• Material for the task:
(begin)

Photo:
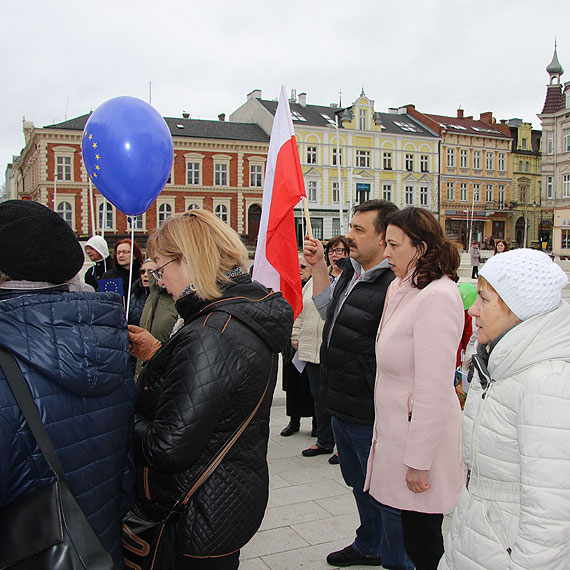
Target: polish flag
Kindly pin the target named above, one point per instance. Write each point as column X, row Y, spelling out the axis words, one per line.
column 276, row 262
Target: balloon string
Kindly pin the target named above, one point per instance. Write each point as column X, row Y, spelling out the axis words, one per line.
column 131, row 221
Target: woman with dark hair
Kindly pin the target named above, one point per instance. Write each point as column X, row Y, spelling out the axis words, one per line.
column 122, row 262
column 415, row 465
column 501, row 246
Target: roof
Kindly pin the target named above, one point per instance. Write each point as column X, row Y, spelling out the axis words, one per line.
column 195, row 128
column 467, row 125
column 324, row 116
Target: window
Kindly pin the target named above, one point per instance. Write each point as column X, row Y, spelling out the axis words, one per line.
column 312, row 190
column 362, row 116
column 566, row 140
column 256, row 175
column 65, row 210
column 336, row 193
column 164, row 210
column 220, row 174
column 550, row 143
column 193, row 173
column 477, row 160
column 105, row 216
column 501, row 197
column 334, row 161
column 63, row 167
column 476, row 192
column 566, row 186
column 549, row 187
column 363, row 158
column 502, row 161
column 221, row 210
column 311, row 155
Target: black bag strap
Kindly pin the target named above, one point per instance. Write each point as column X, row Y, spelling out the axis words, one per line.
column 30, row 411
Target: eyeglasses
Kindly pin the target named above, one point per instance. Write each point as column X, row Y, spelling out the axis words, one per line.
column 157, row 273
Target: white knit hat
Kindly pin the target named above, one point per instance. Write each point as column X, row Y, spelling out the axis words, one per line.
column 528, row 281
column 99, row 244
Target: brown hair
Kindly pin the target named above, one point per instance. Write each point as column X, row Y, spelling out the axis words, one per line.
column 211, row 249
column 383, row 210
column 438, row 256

(end)

• Written problem:
Reproduce the full listing faithfully, but do not carry over any pictures.

• Final answer:
Photo:
Target: polish flag
Kindly pin the target named above, one point per instance. Write each point as column X, row Y, spelling out the axis words, one per line.
column 276, row 262
Target: balloon string
Kindly pin the target named above, one point per instance. Write each point as column X, row Y, spelling out the axis words, one per line.
column 131, row 221
Target: woman with dark hair
Kindly pin the target named above, one point per instance. Write each point as column X, row Y, spelling out the axis words, one per line.
column 122, row 262
column 415, row 465
column 501, row 246
Target: roof
Kindly pin the target named above, one point per instance. Write each point as column X, row Y, spelling out the axis words, one per line.
column 195, row 128
column 467, row 125
column 324, row 116
Target: window
Kindly pin the target named above, one point per instance. Write each point as column X, row Y, spelling out the axis words, one per line.
column 312, row 190
column 362, row 116
column 566, row 140
column 256, row 175
column 65, row 210
column 336, row 193
column 164, row 210
column 220, row 174
column 550, row 143
column 193, row 173
column 477, row 160
column 105, row 216
column 501, row 197
column 334, row 161
column 63, row 167
column 476, row 192
column 566, row 186
column 549, row 187
column 363, row 158
column 502, row 161
column 221, row 210
column 311, row 155
Target: black bag strap
Kindly pin the target named above, one point per instance. Write each point as column X, row Y, spelling out the axis words, one per line.
column 30, row 411
Target: eyeglasses
Kindly pin the target named above, one point per instance. Write each point as column X, row Y, spelling out the axis words, one per line.
column 157, row 273
Target: white knit hat
Kindly pin the target named above, one point per instance. Write each point as column X, row Y, spelling out the axis words, one per line.
column 528, row 281
column 99, row 244
Target: brown hair
Kindly pin the target named above, one point per instance. Write each point as column X, row Y, spelling out the axis words, one per line.
column 211, row 249
column 383, row 210
column 438, row 256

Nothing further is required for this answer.